[Exercise]: Present every line of the material below as a numbered list, leaving out any blank lines.

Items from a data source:
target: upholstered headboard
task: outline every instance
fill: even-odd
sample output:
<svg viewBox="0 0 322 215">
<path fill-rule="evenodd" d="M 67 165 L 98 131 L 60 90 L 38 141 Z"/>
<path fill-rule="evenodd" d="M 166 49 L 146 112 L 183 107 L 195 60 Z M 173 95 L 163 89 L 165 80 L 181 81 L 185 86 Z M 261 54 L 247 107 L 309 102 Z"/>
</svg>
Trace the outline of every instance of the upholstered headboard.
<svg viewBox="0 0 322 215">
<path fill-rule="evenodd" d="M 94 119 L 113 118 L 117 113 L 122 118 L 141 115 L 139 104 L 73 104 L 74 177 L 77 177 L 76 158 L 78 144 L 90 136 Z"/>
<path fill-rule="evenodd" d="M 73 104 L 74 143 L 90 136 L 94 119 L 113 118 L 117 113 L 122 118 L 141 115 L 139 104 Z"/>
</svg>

[Task output]:
1. target: upholstered headboard
2. task: outline every instance
3. fill: even-odd
4. sample output:
5. <svg viewBox="0 0 322 215">
6. <path fill-rule="evenodd" d="M 67 165 L 98 131 L 60 90 L 38 141 Z"/>
7. <path fill-rule="evenodd" d="M 166 49 L 146 112 L 183 107 L 195 60 Z M 173 95 L 163 89 L 165 80 L 181 81 L 185 86 Z M 261 54 L 247 107 L 309 102 Z"/>
8. </svg>
9. Trace the outline of every instance of the upholstered headboard.
10. <svg viewBox="0 0 322 215">
11. <path fill-rule="evenodd" d="M 94 119 L 113 118 L 117 113 L 122 118 L 141 115 L 139 104 L 73 104 L 74 177 L 77 177 L 76 158 L 78 144 L 90 136 Z"/>
12. <path fill-rule="evenodd" d="M 73 104 L 74 143 L 90 136 L 94 119 L 113 118 L 117 113 L 122 118 L 141 115 L 139 104 Z"/>
13. </svg>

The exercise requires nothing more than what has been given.